Records of labeled points
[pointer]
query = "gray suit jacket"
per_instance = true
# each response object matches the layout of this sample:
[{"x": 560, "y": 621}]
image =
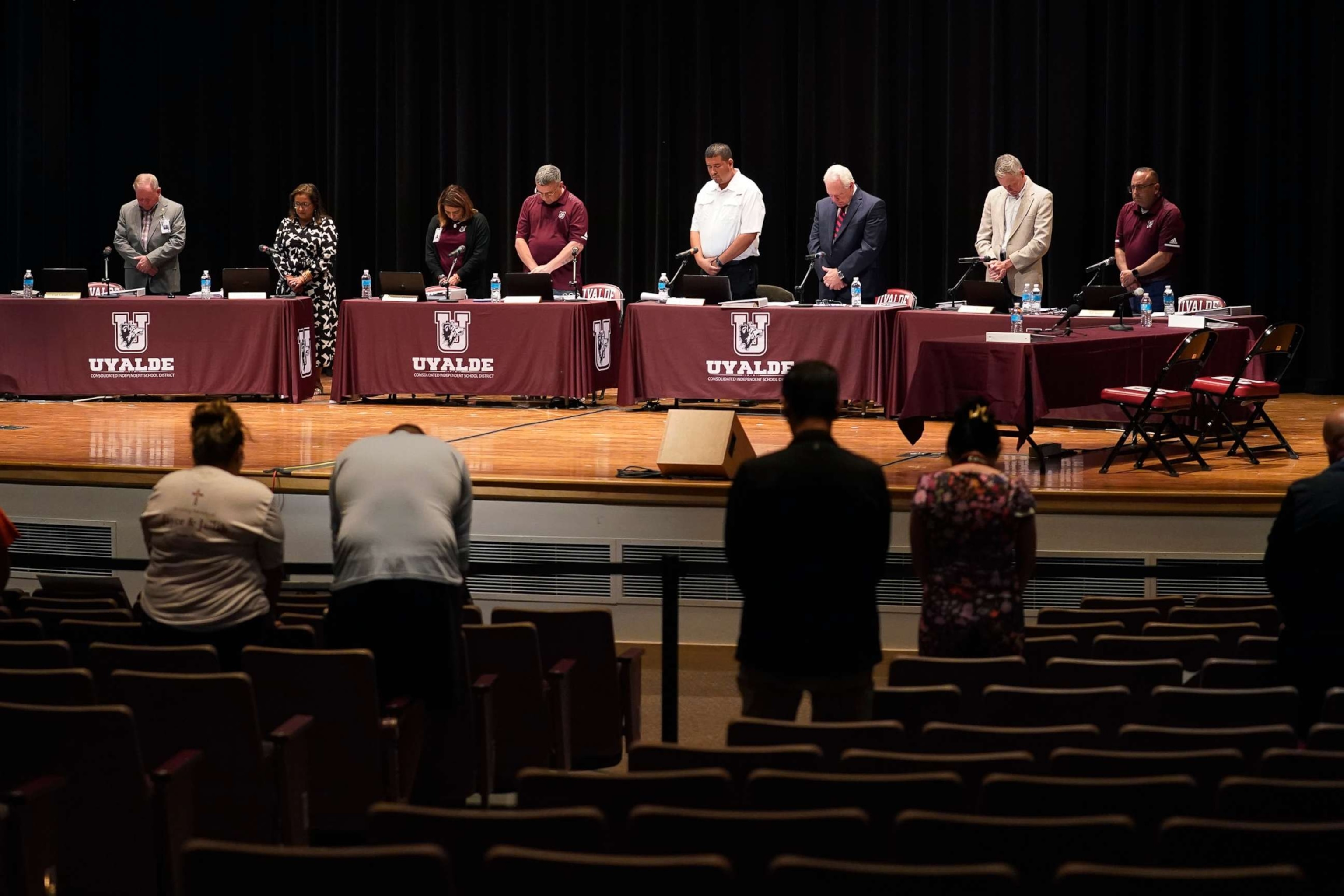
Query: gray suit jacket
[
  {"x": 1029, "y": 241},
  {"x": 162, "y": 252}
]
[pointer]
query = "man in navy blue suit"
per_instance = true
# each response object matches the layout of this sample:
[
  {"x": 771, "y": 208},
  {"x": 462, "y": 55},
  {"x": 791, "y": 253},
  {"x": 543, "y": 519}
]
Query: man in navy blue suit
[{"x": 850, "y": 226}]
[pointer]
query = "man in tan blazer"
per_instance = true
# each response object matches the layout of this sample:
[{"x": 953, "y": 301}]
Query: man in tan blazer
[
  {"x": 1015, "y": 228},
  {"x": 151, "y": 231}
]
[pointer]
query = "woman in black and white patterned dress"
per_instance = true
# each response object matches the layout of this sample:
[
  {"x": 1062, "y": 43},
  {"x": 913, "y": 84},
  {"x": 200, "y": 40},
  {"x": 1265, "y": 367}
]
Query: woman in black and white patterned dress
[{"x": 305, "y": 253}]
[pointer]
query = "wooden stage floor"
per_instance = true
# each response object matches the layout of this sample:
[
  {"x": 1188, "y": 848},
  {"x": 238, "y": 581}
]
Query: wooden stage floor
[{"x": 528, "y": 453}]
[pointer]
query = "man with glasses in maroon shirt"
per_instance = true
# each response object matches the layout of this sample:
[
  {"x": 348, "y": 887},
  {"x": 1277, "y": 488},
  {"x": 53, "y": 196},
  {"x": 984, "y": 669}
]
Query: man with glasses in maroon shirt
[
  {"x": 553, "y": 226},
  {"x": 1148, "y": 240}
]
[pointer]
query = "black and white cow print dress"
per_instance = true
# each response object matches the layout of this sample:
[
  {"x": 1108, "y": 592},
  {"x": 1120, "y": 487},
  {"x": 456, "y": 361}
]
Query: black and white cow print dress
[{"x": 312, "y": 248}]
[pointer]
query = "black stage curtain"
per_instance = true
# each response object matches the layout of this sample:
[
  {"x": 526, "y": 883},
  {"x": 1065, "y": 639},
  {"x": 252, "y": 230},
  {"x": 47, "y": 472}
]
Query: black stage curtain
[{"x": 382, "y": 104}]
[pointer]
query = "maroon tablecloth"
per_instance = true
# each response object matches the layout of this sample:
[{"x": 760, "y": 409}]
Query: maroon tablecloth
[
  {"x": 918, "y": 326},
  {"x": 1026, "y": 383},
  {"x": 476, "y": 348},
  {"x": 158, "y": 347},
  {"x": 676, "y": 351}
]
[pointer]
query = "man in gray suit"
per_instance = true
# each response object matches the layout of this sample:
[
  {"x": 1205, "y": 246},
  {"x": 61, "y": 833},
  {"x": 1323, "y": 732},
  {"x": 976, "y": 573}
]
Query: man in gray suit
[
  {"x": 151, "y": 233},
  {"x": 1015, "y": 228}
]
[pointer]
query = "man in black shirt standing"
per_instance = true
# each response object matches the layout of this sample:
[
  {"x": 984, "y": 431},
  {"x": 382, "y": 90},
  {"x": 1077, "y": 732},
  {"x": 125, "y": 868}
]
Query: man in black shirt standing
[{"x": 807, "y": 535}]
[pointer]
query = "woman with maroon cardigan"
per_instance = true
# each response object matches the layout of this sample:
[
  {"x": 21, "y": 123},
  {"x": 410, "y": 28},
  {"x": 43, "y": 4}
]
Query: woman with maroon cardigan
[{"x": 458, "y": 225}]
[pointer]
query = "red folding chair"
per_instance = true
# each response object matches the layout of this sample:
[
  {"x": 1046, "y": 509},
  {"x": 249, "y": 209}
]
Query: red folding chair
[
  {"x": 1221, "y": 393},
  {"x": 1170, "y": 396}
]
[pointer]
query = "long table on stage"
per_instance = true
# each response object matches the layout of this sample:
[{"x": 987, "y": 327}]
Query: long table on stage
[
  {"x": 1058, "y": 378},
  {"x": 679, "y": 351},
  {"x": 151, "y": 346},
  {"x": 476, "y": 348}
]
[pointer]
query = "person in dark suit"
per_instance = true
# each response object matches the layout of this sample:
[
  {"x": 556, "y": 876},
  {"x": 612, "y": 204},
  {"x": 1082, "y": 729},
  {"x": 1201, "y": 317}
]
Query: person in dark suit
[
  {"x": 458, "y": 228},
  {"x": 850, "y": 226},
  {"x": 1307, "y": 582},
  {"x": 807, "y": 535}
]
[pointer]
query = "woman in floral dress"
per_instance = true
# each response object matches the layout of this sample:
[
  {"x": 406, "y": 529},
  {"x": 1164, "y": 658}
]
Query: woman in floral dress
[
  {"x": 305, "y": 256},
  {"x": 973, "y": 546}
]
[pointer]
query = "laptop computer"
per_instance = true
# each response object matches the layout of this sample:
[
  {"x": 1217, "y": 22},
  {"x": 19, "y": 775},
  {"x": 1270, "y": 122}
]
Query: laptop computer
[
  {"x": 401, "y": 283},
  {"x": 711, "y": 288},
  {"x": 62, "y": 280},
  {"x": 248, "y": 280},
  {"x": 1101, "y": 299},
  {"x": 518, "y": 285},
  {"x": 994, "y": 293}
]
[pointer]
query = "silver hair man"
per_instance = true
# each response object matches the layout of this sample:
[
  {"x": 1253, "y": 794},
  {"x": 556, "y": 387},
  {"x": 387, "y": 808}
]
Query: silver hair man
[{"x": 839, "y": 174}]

-- WHAT YOU WILL DO --
Repeat the full listing above exactly, with no pictures in the copy.

-- COMPLETED TASK --
[pointer]
query = "gray suit jacket"
per_instance = true
# each response object matches the layout of this sample:
[{"x": 560, "y": 621}]
image =
Query: gray suit jacket
[
  {"x": 1029, "y": 241},
  {"x": 162, "y": 252}
]
[pointer]
query = "man in navy blue suit"
per_instance = true
# each response object matches the layout of this sample:
[
  {"x": 771, "y": 208},
  {"x": 462, "y": 55},
  {"x": 791, "y": 253},
  {"x": 543, "y": 519}
]
Query: man in navy blue suit
[{"x": 850, "y": 226}]
[pointer]
query = "man in tan blazer"
per_instance = true
# each response object matches the layout of this sample:
[{"x": 953, "y": 301}]
Query: man in tan blazer
[
  {"x": 1015, "y": 228},
  {"x": 151, "y": 231}
]
[pointer]
query = "woman in black and white patterned dress"
per_instance = true
# each response object matches the layout of this sample:
[
  {"x": 1062, "y": 43},
  {"x": 913, "y": 84},
  {"x": 200, "y": 40},
  {"x": 1265, "y": 367}
]
Query: woman in black and white patterned dress
[{"x": 305, "y": 253}]
[pointer]
query = "wooden stage floor"
per_instance = true
# each response object matches the layout of this sample:
[
  {"x": 1188, "y": 848},
  {"x": 238, "y": 581}
]
Query: wooden stage floor
[{"x": 528, "y": 453}]
[pointer]
query = "man with glasses in maroon shirt"
per_instance = true
# each response object matches the layout of this sample:
[
  {"x": 348, "y": 887},
  {"x": 1277, "y": 488},
  {"x": 53, "y": 196},
  {"x": 984, "y": 669}
]
Query: man with glasses in maroon shirt
[
  {"x": 553, "y": 226},
  {"x": 1148, "y": 240}
]
[pointer]
query = "black and white cow print dress"
per_instance = true
# each response object matches the layout of this sample:
[
  {"x": 1108, "y": 592},
  {"x": 1120, "y": 487},
  {"x": 456, "y": 361}
]
Query: black and white cow print dress
[{"x": 312, "y": 248}]
[pointer]
query = "black stage curtain"
per_instance = true
# each response object matches the layout of this sample:
[
  {"x": 526, "y": 883},
  {"x": 1065, "y": 639},
  {"x": 252, "y": 230},
  {"x": 47, "y": 472}
]
Query: black stage curtain
[{"x": 382, "y": 104}]
[pointer]
query = "maroon tablecloth"
per_instance = true
# each response object matches the layout of this sample:
[{"x": 760, "y": 409}]
Query: maroon tablecloth
[
  {"x": 918, "y": 326},
  {"x": 1026, "y": 383},
  {"x": 476, "y": 348},
  {"x": 158, "y": 347},
  {"x": 676, "y": 351}
]
[pointer]
query = "man in gray suit"
per_instance = true
# each response object matches the layout of this sample:
[
  {"x": 1205, "y": 246},
  {"x": 61, "y": 833},
  {"x": 1323, "y": 732},
  {"x": 976, "y": 573}
]
Query: man in gray suit
[
  {"x": 151, "y": 233},
  {"x": 1015, "y": 228}
]
[pointer]
query = "man in black shirt standing"
per_instance = true
# each response object matches the layout of this sample:
[
  {"x": 984, "y": 431},
  {"x": 382, "y": 90},
  {"x": 1077, "y": 732},
  {"x": 125, "y": 868}
]
Query: man in black shirt standing
[{"x": 807, "y": 535}]
[pointer]
query = "woman with maroon cardigan"
per_instance = true
# each response object matches the layout of this sample:
[
  {"x": 21, "y": 123},
  {"x": 410, "y": 28},
  {"x": 43, "y": 4}
]
Query: woman with maroon cardigan
[{"x": 458, "y": 225}]
[pointer]
query = "red folding chair"
per_instance = true
# each response object matches the layout of this sample:
[
  {"x": 1046, "y": 509},
  {"x": 249, "y": 209}
]
Query: red folding chair
[
  {"x": 1221, "y": 393},
  {"x": 1170, "y": 396}
]
[pointer]
query = "long table on stage"
per_instance = true
# each response object matches the layout of this sample:
[{"x": 987, "y": 327}]
Query: long table on stage
[
  {"x": 1058, "y": 378},
  {"x": 679, "y": 351},
  {"x": 151, "y": 346},
  {"x": 476, "y": 348}
]
[pointer]
query = "person in dark suit"
per_instance = true
# each response object matches the layout of this sample:
[
  {"x": 556, "y": 876},
  {"x": 612, "y": 204},
  {"x": 1082, "y": 729},
  {"x": 1201, "y": 317}
]
Query: person in dark suit
[
  {"x": 458, "y": 228},
  {"x": 850, "y": 226},
  {"x": 1307, "y": 582},
  {"x": 807, "y": 535}
]
[pointer]
query = "woman in floral dress"
per_instance = true
# each response object matches the layout of this sample:
[
  {"x": 406, "y": 529},
  {"x": 1164, "y": 658}
]
Query: woman in floral dress
[
  {"x": 305, "y": 256},
  {"x": 973, "y": 546}
]
[pointer]
query = "laptop computer"
per_instance = true
# each response object matches the layout of this sample:
[
  {"x": 1217, "y": 22},
  {"x": 19, "y": 775},
  {"x": 1270, "y": 122}
]
Query: laptop computer
[
  {"x": 401, "y": 283},
  {"x": 711, "y": 288},
  {"x": 62, "y": 280},
  {"x": 248, "y": 280},
  {"x": 1101, "y": 299},
  {"x": 518, "y": 285},
  {"x": 994, "y": 293}
]
[pointer]
query = "silver hair man"
per_instance = true
# each response object matches the layout of this sample:
[
  {"x": 1253, "y": 794},
  {"x": 556, "y": 387},
  {"x": 387, "y": 808}
]
Query: silver hair man
[{"x": 839, "y": 174}]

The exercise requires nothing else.